## [Extracted data entries]
· · · ·

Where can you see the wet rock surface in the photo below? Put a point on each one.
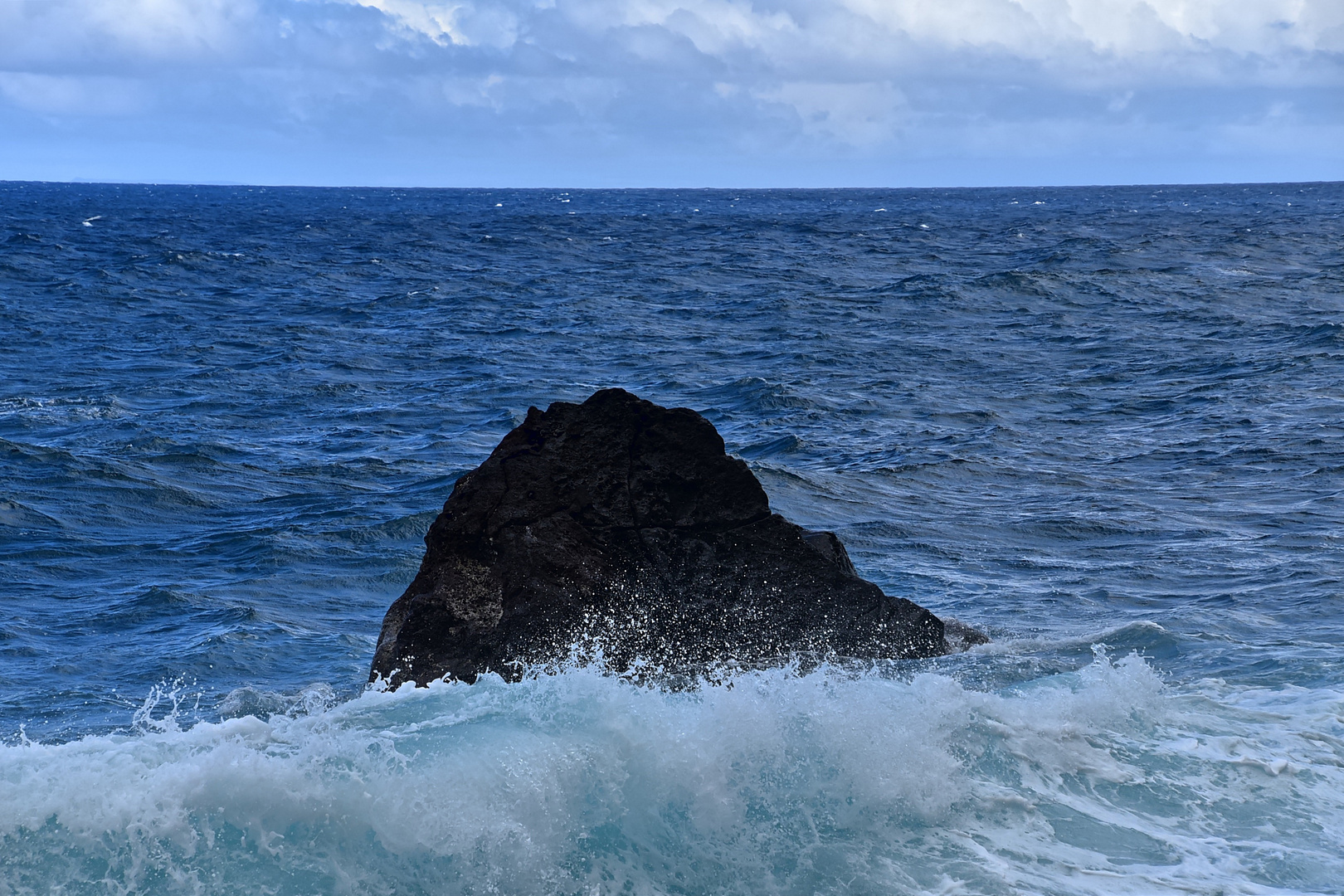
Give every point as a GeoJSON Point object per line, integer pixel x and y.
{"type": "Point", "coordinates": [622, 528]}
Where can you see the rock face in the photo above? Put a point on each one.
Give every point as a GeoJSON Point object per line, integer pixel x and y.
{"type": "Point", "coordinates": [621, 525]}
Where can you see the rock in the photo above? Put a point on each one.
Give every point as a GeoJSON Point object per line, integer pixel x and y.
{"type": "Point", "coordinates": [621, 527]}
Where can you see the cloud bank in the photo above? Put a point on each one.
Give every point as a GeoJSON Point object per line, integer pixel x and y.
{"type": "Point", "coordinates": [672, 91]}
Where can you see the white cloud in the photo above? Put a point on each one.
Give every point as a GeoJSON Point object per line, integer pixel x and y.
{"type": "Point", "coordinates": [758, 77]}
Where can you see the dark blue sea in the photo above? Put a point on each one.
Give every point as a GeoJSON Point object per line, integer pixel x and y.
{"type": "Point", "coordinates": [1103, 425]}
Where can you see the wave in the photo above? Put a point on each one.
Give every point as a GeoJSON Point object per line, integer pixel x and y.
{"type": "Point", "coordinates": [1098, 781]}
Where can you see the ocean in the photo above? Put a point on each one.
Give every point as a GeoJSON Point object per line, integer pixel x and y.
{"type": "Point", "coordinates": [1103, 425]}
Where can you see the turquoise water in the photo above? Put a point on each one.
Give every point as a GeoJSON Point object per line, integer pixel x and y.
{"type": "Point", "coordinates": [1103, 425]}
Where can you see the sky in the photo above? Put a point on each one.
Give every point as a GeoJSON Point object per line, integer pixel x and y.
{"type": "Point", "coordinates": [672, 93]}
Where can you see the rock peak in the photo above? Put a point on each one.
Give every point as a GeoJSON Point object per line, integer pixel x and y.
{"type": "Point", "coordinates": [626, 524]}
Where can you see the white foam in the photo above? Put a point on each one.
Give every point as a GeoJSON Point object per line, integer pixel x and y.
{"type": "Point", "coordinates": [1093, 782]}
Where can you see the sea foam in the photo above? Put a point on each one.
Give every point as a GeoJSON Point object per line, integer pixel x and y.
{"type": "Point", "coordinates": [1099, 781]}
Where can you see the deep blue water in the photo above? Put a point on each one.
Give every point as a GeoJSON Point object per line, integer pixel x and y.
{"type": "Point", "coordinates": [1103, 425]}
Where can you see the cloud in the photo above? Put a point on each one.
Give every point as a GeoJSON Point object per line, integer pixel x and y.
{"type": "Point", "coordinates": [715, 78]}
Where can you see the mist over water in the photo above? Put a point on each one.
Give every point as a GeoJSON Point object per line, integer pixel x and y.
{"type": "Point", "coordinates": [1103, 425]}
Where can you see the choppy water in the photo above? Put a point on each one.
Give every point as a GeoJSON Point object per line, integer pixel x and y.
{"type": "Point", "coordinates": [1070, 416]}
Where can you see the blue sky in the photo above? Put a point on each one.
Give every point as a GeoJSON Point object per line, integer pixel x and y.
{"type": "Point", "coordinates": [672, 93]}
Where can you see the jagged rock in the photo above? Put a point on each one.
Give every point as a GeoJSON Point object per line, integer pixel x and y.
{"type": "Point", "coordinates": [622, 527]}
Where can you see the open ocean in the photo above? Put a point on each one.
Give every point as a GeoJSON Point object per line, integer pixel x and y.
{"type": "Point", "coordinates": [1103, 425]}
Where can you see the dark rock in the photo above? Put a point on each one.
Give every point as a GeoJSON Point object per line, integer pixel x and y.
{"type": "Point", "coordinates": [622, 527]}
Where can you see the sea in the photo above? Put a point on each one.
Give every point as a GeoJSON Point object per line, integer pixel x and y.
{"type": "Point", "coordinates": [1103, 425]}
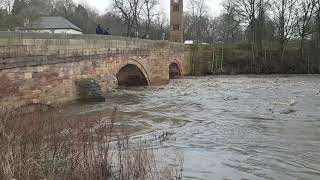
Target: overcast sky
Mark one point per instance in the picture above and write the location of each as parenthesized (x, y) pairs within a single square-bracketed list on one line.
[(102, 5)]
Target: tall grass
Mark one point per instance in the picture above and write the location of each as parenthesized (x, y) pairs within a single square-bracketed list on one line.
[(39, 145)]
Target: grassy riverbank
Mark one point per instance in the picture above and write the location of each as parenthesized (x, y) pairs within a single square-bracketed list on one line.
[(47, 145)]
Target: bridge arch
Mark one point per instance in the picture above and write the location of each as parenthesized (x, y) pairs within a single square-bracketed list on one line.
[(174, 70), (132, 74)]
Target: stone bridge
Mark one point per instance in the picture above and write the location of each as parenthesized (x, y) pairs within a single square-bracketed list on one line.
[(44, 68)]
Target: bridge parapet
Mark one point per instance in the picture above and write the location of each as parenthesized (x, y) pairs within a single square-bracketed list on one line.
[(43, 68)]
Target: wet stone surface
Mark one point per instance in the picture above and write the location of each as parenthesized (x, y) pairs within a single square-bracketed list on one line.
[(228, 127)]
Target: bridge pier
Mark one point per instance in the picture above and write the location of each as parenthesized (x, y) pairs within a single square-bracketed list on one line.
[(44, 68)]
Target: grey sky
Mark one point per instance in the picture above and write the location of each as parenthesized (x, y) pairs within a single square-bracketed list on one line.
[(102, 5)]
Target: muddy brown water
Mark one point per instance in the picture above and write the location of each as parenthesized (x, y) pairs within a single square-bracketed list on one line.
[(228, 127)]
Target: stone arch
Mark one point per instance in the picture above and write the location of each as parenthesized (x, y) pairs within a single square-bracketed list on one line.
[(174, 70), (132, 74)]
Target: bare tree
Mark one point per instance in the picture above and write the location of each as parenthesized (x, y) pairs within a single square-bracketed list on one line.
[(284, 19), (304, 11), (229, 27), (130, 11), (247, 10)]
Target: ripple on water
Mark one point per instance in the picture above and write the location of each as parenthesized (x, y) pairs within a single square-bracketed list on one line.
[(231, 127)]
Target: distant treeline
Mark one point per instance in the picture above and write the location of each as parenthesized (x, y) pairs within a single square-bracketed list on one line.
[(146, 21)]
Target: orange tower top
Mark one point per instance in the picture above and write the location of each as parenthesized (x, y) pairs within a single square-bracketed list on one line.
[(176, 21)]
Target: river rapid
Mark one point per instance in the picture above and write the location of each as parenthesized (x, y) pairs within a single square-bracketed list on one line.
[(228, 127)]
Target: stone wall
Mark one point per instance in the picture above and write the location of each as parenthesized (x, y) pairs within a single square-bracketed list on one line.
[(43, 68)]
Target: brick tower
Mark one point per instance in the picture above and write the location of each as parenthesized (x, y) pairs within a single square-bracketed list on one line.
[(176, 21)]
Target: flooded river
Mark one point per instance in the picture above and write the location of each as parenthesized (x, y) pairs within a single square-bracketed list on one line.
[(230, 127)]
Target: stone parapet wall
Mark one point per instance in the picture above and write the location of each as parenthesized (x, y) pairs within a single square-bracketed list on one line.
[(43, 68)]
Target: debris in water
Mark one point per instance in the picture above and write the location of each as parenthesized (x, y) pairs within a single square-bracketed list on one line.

· · · ·

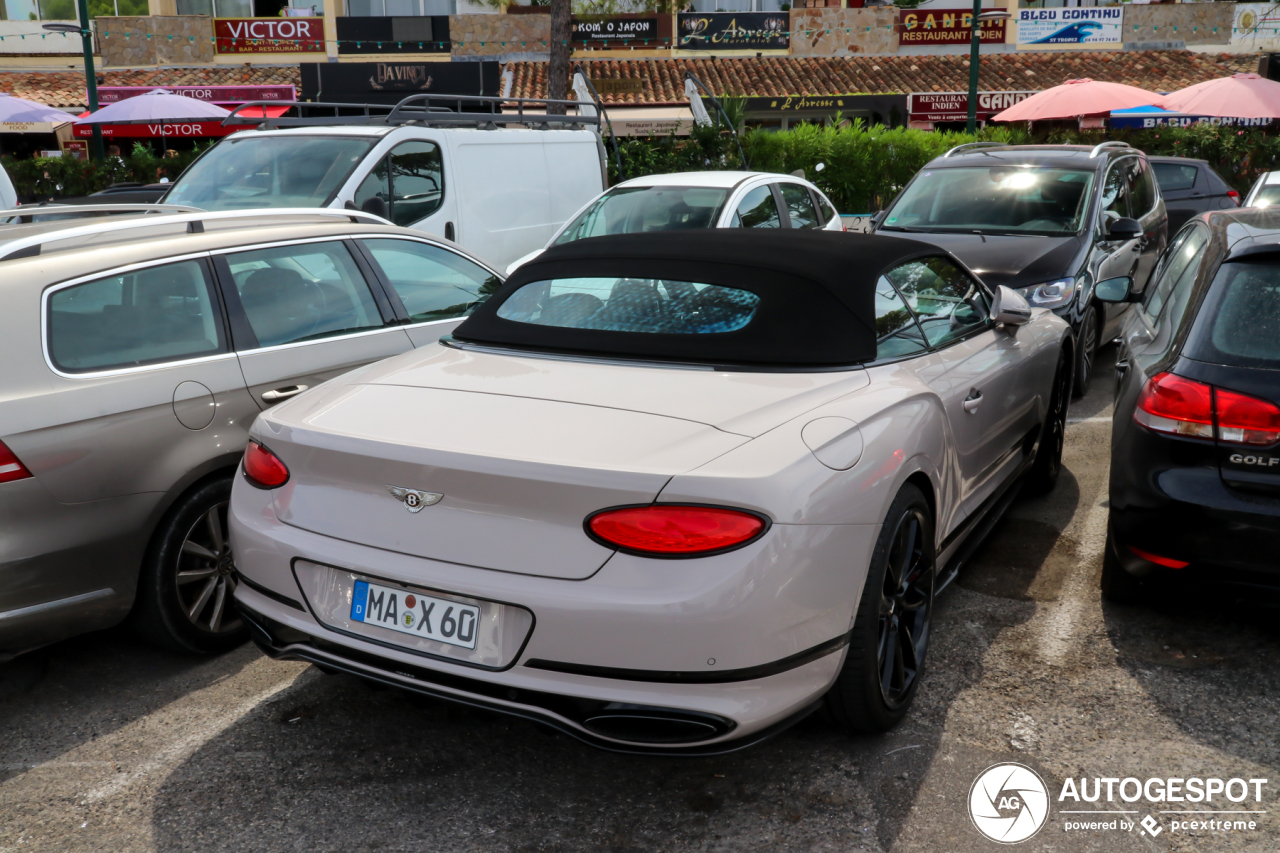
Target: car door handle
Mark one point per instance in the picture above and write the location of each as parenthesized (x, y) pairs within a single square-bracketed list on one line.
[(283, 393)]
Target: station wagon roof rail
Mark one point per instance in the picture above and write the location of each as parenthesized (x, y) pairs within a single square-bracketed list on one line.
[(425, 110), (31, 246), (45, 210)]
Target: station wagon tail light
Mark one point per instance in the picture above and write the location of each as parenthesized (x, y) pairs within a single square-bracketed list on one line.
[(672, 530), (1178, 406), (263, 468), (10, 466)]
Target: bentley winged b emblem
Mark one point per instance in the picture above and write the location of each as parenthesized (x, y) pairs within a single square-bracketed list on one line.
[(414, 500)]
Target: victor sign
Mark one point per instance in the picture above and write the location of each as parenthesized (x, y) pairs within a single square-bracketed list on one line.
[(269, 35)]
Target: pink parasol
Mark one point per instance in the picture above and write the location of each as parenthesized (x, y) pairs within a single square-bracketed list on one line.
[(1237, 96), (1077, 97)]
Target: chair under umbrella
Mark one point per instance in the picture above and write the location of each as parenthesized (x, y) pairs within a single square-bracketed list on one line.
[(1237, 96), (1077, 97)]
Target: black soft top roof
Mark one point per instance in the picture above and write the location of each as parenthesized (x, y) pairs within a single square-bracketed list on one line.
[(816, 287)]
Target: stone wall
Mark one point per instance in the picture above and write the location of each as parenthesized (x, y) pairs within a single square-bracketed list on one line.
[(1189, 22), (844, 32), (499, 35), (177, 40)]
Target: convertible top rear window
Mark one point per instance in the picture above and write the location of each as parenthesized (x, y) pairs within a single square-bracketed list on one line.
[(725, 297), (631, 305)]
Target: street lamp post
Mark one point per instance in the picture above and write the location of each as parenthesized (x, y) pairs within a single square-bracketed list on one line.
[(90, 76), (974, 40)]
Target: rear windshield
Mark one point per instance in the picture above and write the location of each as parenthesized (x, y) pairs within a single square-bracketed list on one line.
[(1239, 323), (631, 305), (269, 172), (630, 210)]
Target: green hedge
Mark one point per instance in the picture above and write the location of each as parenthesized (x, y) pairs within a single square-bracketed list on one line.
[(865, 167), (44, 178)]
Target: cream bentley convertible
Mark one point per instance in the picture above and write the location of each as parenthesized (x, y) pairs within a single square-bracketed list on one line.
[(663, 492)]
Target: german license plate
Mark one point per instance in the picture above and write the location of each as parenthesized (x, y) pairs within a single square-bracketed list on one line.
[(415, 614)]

· · · ·

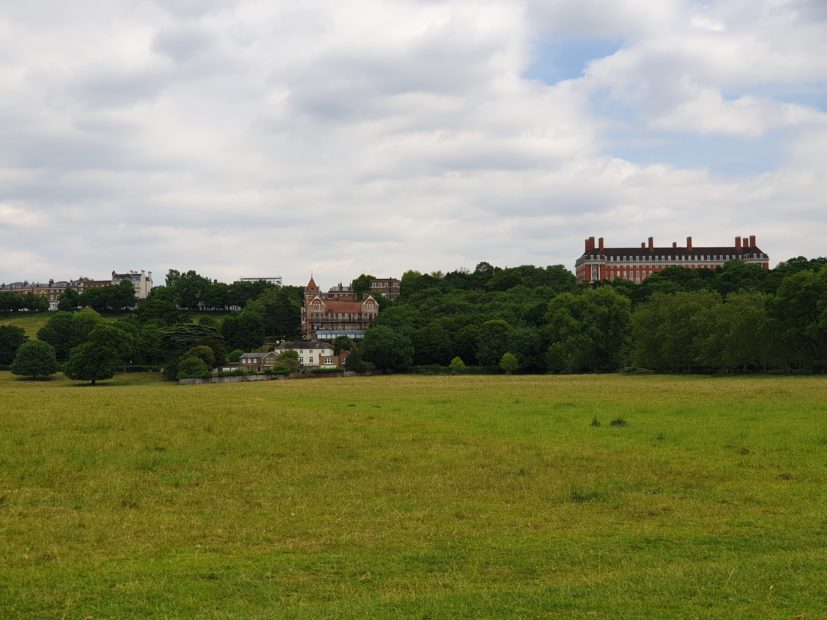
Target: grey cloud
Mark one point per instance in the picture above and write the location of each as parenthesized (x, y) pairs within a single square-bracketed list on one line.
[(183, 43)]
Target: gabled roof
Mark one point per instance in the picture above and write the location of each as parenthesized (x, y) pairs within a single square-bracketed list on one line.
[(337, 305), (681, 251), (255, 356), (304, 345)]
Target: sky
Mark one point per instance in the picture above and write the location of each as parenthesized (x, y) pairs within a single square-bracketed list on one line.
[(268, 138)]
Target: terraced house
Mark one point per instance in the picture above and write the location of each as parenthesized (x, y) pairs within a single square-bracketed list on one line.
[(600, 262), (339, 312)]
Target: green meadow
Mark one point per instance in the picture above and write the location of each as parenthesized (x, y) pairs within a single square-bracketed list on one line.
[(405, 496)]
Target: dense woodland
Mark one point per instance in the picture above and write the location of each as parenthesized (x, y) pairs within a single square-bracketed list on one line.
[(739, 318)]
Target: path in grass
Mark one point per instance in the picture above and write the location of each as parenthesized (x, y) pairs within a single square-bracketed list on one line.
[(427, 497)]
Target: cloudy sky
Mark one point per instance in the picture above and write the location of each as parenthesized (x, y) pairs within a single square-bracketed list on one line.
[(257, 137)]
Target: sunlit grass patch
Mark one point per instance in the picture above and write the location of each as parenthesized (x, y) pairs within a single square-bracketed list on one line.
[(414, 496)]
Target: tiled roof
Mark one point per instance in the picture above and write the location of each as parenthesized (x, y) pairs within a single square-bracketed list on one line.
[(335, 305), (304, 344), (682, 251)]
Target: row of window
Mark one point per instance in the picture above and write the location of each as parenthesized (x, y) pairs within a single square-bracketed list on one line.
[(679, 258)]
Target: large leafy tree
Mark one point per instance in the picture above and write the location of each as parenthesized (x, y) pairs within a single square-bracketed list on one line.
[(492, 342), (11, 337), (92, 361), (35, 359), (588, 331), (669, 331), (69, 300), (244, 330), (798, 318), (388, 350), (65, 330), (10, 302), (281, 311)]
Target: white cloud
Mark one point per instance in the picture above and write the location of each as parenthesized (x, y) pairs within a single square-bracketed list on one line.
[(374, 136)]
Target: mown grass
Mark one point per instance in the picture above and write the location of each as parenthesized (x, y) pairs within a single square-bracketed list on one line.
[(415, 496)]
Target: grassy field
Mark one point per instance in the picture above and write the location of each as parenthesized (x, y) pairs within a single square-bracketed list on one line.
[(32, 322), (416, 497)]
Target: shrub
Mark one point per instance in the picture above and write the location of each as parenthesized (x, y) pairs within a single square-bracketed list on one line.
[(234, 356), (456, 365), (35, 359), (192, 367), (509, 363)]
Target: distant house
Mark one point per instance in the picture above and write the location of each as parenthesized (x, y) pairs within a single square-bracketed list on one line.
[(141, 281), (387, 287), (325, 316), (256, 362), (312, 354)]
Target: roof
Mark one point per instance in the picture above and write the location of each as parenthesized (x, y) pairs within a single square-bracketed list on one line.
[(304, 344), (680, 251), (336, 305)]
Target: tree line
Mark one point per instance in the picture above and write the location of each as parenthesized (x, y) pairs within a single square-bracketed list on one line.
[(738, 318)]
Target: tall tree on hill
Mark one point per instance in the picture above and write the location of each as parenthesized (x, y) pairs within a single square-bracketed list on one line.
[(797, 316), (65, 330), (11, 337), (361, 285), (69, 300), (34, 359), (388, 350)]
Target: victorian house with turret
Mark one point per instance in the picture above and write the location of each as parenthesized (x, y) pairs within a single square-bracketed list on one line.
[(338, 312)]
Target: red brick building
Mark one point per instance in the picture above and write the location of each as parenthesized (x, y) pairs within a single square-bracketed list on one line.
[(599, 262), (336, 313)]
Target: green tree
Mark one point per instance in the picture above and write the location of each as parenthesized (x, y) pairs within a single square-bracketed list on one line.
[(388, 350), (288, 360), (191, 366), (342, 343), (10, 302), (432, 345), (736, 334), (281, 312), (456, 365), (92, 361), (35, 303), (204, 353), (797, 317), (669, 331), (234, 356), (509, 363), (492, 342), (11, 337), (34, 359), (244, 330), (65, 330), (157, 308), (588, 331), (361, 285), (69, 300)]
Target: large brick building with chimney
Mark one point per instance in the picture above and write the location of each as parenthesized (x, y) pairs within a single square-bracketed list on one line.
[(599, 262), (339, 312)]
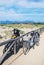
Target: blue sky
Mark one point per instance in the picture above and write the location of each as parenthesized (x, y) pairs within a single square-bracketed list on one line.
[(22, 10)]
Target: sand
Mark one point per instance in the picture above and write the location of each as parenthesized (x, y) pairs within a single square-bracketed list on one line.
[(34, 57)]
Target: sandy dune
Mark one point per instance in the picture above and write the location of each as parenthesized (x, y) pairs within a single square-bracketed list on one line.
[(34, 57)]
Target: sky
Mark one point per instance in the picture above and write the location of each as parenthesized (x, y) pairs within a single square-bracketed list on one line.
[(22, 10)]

· · · ·

## [Task prompt]
For each line in the entries that holds "rock", return that line.

## [Answer to the problem]
Where can you see the wet rock surface in the photo below? Put a point on each one.
Where can you see the rock face in the photo above? Put a point on each one.
Where can you see the rock in the photo above? Put a point on each one.
Where can you see the rock peak in the photo above? Put a point on each one.
Where can you see the jagged rock in the photo above? Put a point on each one.
Where can you see the dark rock in the photo above? Put a point on each one.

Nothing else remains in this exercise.